Task objective - Return each line of the data below that contains the word "pool".

-- START Input for this task --

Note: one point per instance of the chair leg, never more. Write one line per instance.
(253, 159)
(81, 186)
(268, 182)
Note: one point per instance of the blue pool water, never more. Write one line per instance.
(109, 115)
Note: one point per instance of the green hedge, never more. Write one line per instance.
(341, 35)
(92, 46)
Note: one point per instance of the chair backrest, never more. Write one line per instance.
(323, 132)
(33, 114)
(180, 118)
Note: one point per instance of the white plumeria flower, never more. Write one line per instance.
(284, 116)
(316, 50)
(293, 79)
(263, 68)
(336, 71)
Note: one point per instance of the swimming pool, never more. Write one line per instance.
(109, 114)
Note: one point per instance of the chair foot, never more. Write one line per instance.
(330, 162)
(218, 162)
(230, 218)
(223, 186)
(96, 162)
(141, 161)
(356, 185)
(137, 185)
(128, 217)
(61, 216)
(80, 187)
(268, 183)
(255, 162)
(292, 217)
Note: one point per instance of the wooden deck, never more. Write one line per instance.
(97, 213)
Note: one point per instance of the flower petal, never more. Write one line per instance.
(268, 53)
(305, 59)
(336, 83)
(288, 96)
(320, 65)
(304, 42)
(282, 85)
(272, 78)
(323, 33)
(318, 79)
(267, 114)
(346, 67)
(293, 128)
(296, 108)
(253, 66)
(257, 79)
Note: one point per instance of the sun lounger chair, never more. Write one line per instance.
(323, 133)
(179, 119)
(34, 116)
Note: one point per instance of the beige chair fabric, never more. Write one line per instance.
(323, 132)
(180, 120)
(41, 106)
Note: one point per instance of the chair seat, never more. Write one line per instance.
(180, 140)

-- END Input for this task --
-- START Input for this task --

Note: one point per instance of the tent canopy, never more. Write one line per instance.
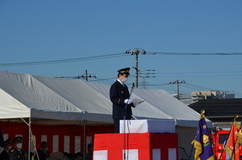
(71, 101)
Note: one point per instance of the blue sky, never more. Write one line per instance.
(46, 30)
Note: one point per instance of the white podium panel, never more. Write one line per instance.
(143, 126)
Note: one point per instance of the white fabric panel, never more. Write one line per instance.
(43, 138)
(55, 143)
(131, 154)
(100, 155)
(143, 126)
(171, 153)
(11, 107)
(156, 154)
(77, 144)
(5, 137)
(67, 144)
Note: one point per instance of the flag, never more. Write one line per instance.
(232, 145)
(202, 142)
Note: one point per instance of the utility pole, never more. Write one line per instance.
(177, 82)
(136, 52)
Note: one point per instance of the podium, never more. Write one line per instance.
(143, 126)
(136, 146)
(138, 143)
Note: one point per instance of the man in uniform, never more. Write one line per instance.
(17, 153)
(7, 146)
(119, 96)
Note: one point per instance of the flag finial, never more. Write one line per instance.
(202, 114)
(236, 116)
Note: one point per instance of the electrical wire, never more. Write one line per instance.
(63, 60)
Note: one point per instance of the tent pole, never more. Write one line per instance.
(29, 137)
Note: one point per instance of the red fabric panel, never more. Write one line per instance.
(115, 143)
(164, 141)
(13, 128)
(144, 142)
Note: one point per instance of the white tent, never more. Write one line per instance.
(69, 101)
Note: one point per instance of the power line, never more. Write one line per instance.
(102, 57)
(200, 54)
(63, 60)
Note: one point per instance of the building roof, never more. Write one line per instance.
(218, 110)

-- END Input for this task --

The result -
Note: one point per instance of the blue pool water, never more. Write one line per instance.
Note: one point per instance of the swimming pool, never more. Write one line per instance.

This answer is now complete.